» **SET TASK**
Reproduce every one of the lines below without changing anything.

(Records)
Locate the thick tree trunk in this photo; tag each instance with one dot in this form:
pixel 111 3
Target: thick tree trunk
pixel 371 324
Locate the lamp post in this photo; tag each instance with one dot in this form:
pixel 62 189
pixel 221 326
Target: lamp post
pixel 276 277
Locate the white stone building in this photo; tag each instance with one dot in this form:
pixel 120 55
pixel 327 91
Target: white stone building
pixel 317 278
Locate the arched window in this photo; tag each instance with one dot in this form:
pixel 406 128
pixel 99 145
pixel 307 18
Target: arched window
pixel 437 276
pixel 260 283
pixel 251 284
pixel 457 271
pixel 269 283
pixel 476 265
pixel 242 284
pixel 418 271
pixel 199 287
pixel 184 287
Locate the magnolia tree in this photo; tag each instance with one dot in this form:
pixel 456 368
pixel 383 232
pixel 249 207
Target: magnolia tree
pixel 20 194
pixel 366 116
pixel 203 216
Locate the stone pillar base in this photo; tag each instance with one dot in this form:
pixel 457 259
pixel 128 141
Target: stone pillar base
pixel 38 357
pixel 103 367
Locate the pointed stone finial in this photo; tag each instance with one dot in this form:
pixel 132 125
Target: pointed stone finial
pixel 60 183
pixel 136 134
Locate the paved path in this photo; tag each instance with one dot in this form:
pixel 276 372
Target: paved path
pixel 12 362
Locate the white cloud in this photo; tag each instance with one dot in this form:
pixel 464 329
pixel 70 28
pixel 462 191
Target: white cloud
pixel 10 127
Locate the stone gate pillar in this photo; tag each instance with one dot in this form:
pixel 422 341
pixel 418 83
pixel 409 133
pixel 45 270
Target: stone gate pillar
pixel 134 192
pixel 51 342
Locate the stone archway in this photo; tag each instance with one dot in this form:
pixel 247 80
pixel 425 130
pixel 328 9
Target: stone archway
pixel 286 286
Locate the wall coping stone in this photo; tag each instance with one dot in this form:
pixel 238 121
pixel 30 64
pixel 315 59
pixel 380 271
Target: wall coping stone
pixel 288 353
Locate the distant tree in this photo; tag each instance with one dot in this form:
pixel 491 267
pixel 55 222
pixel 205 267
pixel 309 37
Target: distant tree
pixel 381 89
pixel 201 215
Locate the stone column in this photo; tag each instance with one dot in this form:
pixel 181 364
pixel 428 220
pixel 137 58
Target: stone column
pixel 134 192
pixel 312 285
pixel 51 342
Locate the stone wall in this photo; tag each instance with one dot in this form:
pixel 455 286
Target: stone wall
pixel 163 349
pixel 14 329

» **THE RESPONSE**
Locate the thick tree trunk in this photo; tag each instance with one dot in this form:
pixel 111 3
Target: thick tree trunk
pixel 371 324
Locate the lamp post in this photo; tag each instance with one dot in this form:
pixel 62 189
pixel 221 326
Target: lamp post
pixel 276 277
Locate the white stone building in this photo; tag each instance with one dot in this form:
pixel 120 55
pixel 327 91
Target: white stone building
pixel 317 278
Locate the arched window in this photo; tag each instance with one dot in this form:
pixel 406 128
pixel 99 145
pixel 307 18
Target: arched window
pixel 437 276
pixel 260 283
pixel 251 284
pixel 457 271
pixel 269 283
pixel 476 265
pixel 242 284
pixel 418 271
pixel 199 287
pixel 184 287
Locate the magnolia tree in this photo; tag each instance with one dot in this form:
pixel 456 368
pixel 383 232
pixel 249 207
Target: magnolia tree
pixel 20 194
pixel 366 116
pixel 203 216
Locate the stone pillar base in this photo; tag each instance with one dot in this form:
pixel 457 259
pixel 128 141
Target: stone pillar base
pixel 38 357
pixel 103 367
Locate the pointed stone finial in this photo; tag each instance with one dot in this form:
pixel 132 125
Target: pointed stone finial
pixel 60 183
pixel 136 134
Locate the paved path in this photo; tag each instance with one dot in this form:
pixel 276 372
Target: paved path
pixel 12 362
Locate the white cloud in this photo; tag each instance with one dot in this form:
pixel 464 329
pixel 70 28
pixel 462 191
Target: white cloud
pixel 10 127
Locate the stone gate pillar in this photo; tag each instance with one dot in this form:
pixel 422 341
pixel 418 83
pixel 409 133
pixel 45 270
Target: stone gate pillar
pixel 134 192
pixel 51 342
Locate the stone archway in this photo; tag each instance with one dot in this form:
pixel 247 80
pixel 425 130
pixel 328 9
Target: stone archway
pixel 286 286
Locate the wall coping stone in this photo; tag each instance with one dot in this form:
pixel 238 121
pixel 30 64
pixel 315 59
pixel 380 271
Target: wall coping stone
pixel 288 353
Locate the distant tree in this photo; tag each instance with one dot in this form:
pixel 491 267
pixel 55 222
pixel 205 267
pixel 309 37
Target: distant tree
pixel 381 89
pixel 201 215
Locate the stone column in this photo; tag each instance with one dot in this form:
pixel 181 364
pixel 428 220
pixel 137 58
Target: stone column
pixel 134 192
pixel 312 285
pixel 51 342
Locate the stone wall in this photo; tag each instance with one dot in this form:
pixel 455 286
Target: stone wall
pixel 163 349
pixel 14 329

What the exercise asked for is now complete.